> [Task goal]: Write out all of the data exactly as it appears.

Stored data:
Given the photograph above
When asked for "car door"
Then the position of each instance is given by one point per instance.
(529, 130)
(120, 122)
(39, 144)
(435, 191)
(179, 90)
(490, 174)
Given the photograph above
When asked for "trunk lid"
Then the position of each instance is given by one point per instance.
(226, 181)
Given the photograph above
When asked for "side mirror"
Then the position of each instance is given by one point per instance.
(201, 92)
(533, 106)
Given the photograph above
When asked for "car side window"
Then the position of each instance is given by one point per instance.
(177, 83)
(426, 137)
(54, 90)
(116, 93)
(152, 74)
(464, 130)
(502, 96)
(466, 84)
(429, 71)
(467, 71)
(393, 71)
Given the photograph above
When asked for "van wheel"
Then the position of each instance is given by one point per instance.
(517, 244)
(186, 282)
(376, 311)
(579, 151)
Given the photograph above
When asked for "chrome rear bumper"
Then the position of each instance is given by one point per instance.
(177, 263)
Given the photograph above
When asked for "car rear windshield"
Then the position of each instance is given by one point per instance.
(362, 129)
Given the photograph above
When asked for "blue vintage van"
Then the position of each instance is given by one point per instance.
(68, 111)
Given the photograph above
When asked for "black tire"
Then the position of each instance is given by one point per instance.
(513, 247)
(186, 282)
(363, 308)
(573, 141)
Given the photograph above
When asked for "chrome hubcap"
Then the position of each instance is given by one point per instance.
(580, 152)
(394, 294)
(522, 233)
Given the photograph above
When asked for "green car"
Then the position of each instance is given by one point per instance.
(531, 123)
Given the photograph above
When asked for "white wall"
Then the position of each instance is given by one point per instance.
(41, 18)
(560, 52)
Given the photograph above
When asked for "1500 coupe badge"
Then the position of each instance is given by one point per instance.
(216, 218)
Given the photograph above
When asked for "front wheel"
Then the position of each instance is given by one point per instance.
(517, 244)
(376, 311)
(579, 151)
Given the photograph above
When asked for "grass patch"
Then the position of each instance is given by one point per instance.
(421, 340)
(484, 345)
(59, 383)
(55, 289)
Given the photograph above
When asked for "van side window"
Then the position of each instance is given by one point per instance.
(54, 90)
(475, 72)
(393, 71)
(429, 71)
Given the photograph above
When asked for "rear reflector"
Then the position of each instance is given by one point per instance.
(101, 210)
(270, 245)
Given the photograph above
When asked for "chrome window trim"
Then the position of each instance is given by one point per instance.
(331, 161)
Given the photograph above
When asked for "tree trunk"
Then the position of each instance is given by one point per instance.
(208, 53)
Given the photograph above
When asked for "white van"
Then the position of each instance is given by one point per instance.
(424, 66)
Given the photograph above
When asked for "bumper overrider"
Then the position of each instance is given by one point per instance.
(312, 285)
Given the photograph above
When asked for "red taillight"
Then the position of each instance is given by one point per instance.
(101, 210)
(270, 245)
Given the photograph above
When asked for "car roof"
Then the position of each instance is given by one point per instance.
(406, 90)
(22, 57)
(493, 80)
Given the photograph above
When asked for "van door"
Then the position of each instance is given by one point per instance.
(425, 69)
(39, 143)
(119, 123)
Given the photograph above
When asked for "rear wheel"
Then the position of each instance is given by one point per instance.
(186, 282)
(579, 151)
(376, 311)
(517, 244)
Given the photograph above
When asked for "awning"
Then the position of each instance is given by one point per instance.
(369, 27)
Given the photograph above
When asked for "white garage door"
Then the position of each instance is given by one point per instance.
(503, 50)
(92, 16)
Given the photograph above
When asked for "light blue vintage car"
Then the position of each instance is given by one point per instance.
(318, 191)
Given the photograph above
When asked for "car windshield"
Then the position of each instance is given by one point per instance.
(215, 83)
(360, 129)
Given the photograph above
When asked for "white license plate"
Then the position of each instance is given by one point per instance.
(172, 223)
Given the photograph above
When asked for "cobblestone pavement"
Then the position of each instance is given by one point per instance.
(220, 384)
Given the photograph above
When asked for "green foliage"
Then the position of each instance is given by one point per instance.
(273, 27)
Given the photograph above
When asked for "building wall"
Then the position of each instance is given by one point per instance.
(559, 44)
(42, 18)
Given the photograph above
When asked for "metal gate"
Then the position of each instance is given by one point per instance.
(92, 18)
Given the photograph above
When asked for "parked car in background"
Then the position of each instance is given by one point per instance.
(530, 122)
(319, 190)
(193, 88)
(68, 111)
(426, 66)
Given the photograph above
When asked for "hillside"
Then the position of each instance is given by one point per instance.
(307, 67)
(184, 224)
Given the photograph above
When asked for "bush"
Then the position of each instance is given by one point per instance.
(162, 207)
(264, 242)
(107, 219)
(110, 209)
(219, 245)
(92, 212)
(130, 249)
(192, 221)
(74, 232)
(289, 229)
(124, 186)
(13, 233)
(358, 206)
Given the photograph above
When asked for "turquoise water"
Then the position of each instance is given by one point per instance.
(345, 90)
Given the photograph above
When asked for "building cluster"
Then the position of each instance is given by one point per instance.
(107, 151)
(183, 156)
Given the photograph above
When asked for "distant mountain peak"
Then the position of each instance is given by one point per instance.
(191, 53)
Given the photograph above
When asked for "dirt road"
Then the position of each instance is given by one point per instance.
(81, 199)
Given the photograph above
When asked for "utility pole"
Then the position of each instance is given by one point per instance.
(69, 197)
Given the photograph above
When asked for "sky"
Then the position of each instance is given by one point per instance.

> [Completed task]:
Given the photograph above
When asked for "car door"
Then the position of each instance is given by one point per instance.
(529, 130)
(120, 122)
(39, 144)
(435, 191)
(179, 90)
(490, 174)
Given the photograph above
When asked for "trunk lid"
Then the position of each instance is given by one point per instance.
(226, 181)
Given the photograph above
When asked for "side mirror"
Then the position of each instance is given by one point per instance.
(201, 92)
(533, 106)
Given the photograph above
When asked for "car side window"
Then the position of each instance is given by one point per instance.
(177, 83)
(426, 137)
(54, 90)
(116, 93)
(152, 74)
(464, 130)
(502, 96)
(466, 84)
(429, 71)
(467, 71)
(393, 71)
Given the photograph above
When asked for "van wheel"
Then the position of each instance is given by one point per instance.
(517, 244)
(186, 282)
(376, 311)
(579, 151)
Given the photograph above
When asked for "chrome rear bumper"
Then the position of each instance is given by one point per instance.
(177, 263)
Given the photograph above
When asked for "car rear windshield"
Then the position of each instance is given by one point per instance.
(362, 129)
Given the photograph above
When asked for "blue vintage van"
Then the position of each instance is given by one point per instance.
(68, 111)
Given the photograph above
When asked for "black tire"
Then the position of each instance is given by one point per instance.
(513, 247)
(186, 282)
(363, 308)
(573, 141)
Given the photograph above
When asked for "chrome hubcap"
Then the position of each instance is given by one point per instance.
(580, 152)
(394, 294)
(522, 233)
Given the photograph above
When asked for "green car"
Then the position of each instance is given by one point per instance.
(531, 123)
Given the photograph above
When asked for "white wall"
Then the position of each instance is given by one point per instance.
(41, 18)
(560, 52)
Given the photograph above
When asked for "1500 coupe badge"
Then the position of each instance is given by one point per instance.
(216, 218)
Given the photograph above
When asked for "front wheel"
Then the position of each instance is given by one point per instance.
(517, 244)
(376, 311)
(579, 151)
Given the photograph above
When asked for "grass patch"
Then the position of each instance is given by one point per instance.
(421, 340)
(484, 345)
(59, 383)
(55, 289)
Given the photograph above
When asked for "van side window"
Then the position of each instance is given by one point per instance.
(54, 90)
(475, 72)
(393, 71)
(429, 71)
Given the photograph above
When asked for "rear reflector"
Then the position of each instance is given by one point per instance.
(101, 210)
(270, 245)
Given the photograph above
When asked for "chrome window trim"
Then the position of each instance is given by one point per instance.
(331, 161)
Given the photograph above
When asked for "tree trunk"
Then the position of each instance is given by one point per instance.
(208, 53)
Given the photograph above
When asked for "white van"
Then the position of each instance is given by one point per instance.
(424, 66)
Given the photograph above
When asked for "bumper overrider"
Then the position of each instance is given by one point per instance.
(312, 285)
Given the photograph above
When asked for "red taillight"
Then the position of each instance is given by one point per instance.
(101, 210)
(270, 245)
Given the photograph above
When asked for "car roof"
Then the position of each instance is given by one point per instance.
(406, 90)
(22, 57)
(493, 80)
Given the photograph above
When asked for "van door"
Then the position of each instance is given by one point per instance.
(425, 69)
(39, 143)
(119, 123)
Given the photograph above
When asked for "rear wheel"
Then the position of each instance is given by one point per instance.
(186, 282)
(579, 151)
(376, 311)
(517, 244)
Given the photograph above
When asked for "awning"
Then the position of each instance is given by one point per instance.
(369, 27)
Given the photograph above
When asked for "white garage door"
Then the position of each instance is given by one point per instance.
(503, 50)
(92, 16)
Given the photograph above
When asked for "light blue vintage car"
Then the position of each instance is given by one point per instance.
(318, 191)
Given the photograph above
When asked for "car windshield"
Then the position of each instance is given by one point per instance.
(215, 83)
(360, 129)
Given the photograph above
When asked for "white license plate"
Then the position of each instance is given by one point per instance.
(172, 223)
Given the photograph above
When asked for "cobblestone pavement"
Then the position of each instance is given by one point per instance.
(220, 384)
Given the photograph above
When asked for "green foliage"
Then the position of each instance is given by one point per instance.
(273, 27)
Given the photograph above
When asked for "building wall"
Then the position of each instance is given by one point per instance.
(559, 44)
(42, 18)
Given the photograph above
When asked for "metal gate"
Then the position of each instance is given by one point per instance.
(92, 18)
Given the photograph above
When asked for "parked car in background"
Then the position of each instance is given by one point per instance.
(530, 122)
(319, 190)
(193, 88)
(68, 111)
(426, 66)
Given the photograph above
When asked for "hillside"
Then the position of each instance is given by one point per instance.
(307, 67)
(184, 224)
Given the photograph above
When asked for "bush"
Then the position of each instance is given by one point per instance.
(162, 207)
(264, 242)
(107, 219)
(110, 209)
(219, 245)
(92, 212)
(130, 249)
(192, 221)
(74, 232)
(289, 229)
(124, 186)
(13, 233)
(358, 206)
Given the photograph above
When asked for "turquoise water"
Then the position of each instance is given by one point per instance.
(345, 90)
Given the photograph above
When asked for "building cluster"
Then the position of each instance is given by one point per instance.
(107, 151)
(183, 156)
Given the photograph above
When asked for "distant mountain peak"
Then the position of each instance is given by one point per instance.
(191, 53)
Given the photograph above
When asked for "dirt road"
Then the position of each instance is given by one point per instance.
(81, 199)
Given the photograph above
When asked for "utility pole"
Then the position of each instance is given by one point per instance.
(69, 197)
Given the photograph above
When asked for "sky"
Then the position of each instance is given by one point per instance.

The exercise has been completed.